DOCUMENT EXCERPT
════════════════

- Born: Beverly Bean March 18, 1947 (age 78) Seattle, WA
- Other names: Madame Lazonga
- Known for: Tattoo artist
- Website: madamelazongastattoo.com

= Vyvyn Lazonga =

Vyvyn Lazonga is a tattoo artist who began her career in Seattle in the early 1970s and was trained by Danny Danzl. She was the first woman to work for herself in the industry, not her husband or another male shop owner. She worked in San Francisco and was tattooed by Ed Hardy in the 70s. She won the award for Best Tattooed Female in 1978 for his work. Later she was fortunate enough to meet Horiyoshi II at one of Lyle Tuttle's parties before returning in 1989 to open her studio in Seattle.

She has advocated the use of tattoos to cover mastectomy scars as an aid to recovery.

==Historical significance==
When she began tattooing, there were very few women who had tattoos, not to mention who were working as tattoo artists. When she opened her studio in 1979, there were only a few women tattooing on the west coast. She had a difficult time being treated as an equal in her craft and acquiring a full apprenticeship. Her work opened many doors for women in the tattoo industry, and is still seen as an example of a fine artist working in the tattoo medium. She was also a pioneer in the use of large-scale full-body tattoos in the West. Victoria Lautman has cited her as an artist who helped "to shift tattoos away from fashionable little rainbows, flowers, and unicorns to the larger, fine-arts-related custom designs."

════════════════

LISTED ENTRIES
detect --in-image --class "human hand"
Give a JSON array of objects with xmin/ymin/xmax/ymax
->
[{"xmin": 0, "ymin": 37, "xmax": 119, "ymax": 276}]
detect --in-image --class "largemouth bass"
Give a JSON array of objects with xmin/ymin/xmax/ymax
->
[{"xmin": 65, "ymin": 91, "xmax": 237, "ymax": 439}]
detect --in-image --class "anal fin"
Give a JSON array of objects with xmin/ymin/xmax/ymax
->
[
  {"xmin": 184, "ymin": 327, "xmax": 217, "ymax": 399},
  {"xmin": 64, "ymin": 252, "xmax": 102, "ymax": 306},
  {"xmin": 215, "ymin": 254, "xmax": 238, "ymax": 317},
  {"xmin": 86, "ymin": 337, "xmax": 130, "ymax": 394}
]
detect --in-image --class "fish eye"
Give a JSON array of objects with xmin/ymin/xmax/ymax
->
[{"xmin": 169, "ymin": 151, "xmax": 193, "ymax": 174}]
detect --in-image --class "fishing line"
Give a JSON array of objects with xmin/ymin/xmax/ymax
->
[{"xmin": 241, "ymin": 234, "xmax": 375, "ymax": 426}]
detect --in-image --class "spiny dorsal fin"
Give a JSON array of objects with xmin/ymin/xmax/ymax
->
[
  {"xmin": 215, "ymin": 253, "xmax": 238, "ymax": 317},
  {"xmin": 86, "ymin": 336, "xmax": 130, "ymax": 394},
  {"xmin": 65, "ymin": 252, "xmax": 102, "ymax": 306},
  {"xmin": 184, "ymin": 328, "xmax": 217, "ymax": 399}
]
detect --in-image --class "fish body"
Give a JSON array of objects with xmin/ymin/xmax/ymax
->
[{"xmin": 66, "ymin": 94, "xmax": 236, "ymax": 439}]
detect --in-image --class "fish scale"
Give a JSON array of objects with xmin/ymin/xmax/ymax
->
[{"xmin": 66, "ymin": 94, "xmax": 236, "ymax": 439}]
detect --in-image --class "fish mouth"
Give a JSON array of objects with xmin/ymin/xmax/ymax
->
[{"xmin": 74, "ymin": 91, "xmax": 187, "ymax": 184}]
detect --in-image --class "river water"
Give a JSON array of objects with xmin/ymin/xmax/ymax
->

════════════════

GIVEN PROBLEM
Please name the person who trained Vyvyn Lazonga, according to the profile of her.

SOLVED EXERCISE
Danny Danzl